▸ Short problem 1
In the records, swap "cotoneaster plant" for "flowering shrub" in the lines from the one with "If you could indicate the cotoneaster" up to and including the one with "point(89, 82)", and return only those lines.

====== Passage to read

Читать книгу Multi-Objective Decision Making - Diederik M. Roijers - Страница 11
ОглавлениеCHAPTER 1
Introduction
Many real-world decision problems are so complex that they cannot be solved by hand. In such cases, autonomous agents that reason about these problems automatically can provide the necessary support for human decision makers. An agent is “anything that can be viewed as perceiving its environment through sensors and acting upon that environment through effectors” [Russell et al., 1995]. An artificial agent is typically a computer program—possibly embedded in specific hardware—that takes actions in an environment that changes as a result of these actions. Autonomous agents can act without human control or intervention, on a user’s behalf[Franklin and Graesser, 1997].
Artificial autonomous agents can assist us in many ways. For example, agents can control manufacturing machines to produce products for a company [Monostori et al., 2006, Van Moergestel, 2014], drive a car in place of a human [Guizzo, 2011], trade goods or services on markets [Ketter et al., 2013, Pardoe, 2011], and help ensure security [Tambe, 2011]. As such, autonomous agents have enormous potential to improve our productivity and quality of life.

============
====== Material for this exercise

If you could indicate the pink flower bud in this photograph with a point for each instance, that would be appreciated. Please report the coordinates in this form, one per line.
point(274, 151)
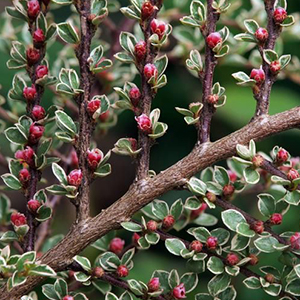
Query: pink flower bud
point(116, 245)
point(33, 56)
point(158, 27)
point(18, 219)
point(35, 133)
point(33, 9)
point(213, 39)
point(75, 177)
point(179, 291)
point(150, 70)
point(33, 205)
point(29, 92)
point(94, 157)
point(122, 271)
point(41, 71)
point(153, 284)
point(38, 112)
point(144, 123)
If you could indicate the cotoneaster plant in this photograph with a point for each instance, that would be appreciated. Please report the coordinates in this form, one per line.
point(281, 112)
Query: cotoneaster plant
point(89, 82)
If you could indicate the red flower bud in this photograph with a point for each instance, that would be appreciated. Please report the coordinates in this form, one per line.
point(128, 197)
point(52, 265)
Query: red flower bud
point(295, 241)
point(38, 112)
point(29, 92)
point(292, 174)
point(258, 75)
point(38, 37)
point(158, 27)
point(279, 15)
point(116, 245)
point(41, 71)
point(122, 271)
point(94, 157)
point(179, 291)
point(134, 95)
point(35, 133)
point(276, 219)
point(196, 246)
point(261, 34)
point(140, 50)
point(18, 219)
point(151, 225)
point(228, 190)
point(150, 70)
point(214, 39)
point(33, 56)
point(75, 177)
point(153, 284)
point(275, 67)
point(232, 259)
point(212, 242)
point(33, 9)
point(168, 222)
point(33, 205)
point(24, 177)
point(93, 105)
point(258, 227)
point(147, 10)
point(144, 123)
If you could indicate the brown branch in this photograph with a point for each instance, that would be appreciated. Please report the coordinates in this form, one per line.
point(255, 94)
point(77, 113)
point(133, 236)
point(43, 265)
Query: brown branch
point(144, 191)
point(207, 83)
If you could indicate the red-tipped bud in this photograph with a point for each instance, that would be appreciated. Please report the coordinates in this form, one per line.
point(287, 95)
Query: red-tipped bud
point(144, 123)
point(33, 205)
point(168, 222)
point(196, 246)
point(212, 242)
point(140, 50)
point(41, 71)
point(213, 39)
point(18, 219)
point(33, 56)
point(33, 9)
point(153, 284)
point(24, 177)
point(35, 133)
point(29, 92)
point(292, 174)
point(38, 37)
point(261, 34)
point(150, 70)
point(93, 105)
point(94, 157)
point(158, 27)
point(116, 245)
point(179, 291)
point(135, 96)
point(147, 10)
point(151, 225)
point(75, 177)
point(295, 241)
point(279, 15)
point(258, 75)
point(122, 271)
point(38, 112)
point(276, 219)
point(232, 259)
point(258, 227)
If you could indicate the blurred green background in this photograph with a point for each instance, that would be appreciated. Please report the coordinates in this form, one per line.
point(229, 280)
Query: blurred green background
point(182, 89)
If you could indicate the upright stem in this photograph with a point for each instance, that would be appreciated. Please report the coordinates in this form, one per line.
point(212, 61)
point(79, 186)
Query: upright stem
point(207, 83)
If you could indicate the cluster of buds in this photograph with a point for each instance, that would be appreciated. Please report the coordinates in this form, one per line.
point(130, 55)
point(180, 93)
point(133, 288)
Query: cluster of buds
point(75, 177)
point(18, 219)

============

▸ Short problem 2
Write out the passage from the introduction on autonomous agents from "Artificial autonomous agents" up to and including "quality of life.".

▸ Complete output 1
If you could indicate the flowering shrub in this photograph with a point for each instance, that would be appreciated. Please report the coordinates in this form, one per line.
point(281, 112)
Query: flowering shrub
point(89, 82)

▸ Complete output 2
Artificial autonomous agents can assist us in many ways. For example, agents can control manufacturing machines to produce products for a company [Monostori et al., 2006, Van Moergestel, 2014], drive a car in place of a human [Guizzo, 2011], trade goods or services on markets [Ketter et al., 2013, Pardoe, 2011], and help ensure security [Tambe, 2011]. As such, autonomous agents have enormous potential to improve our productivity and quality of life.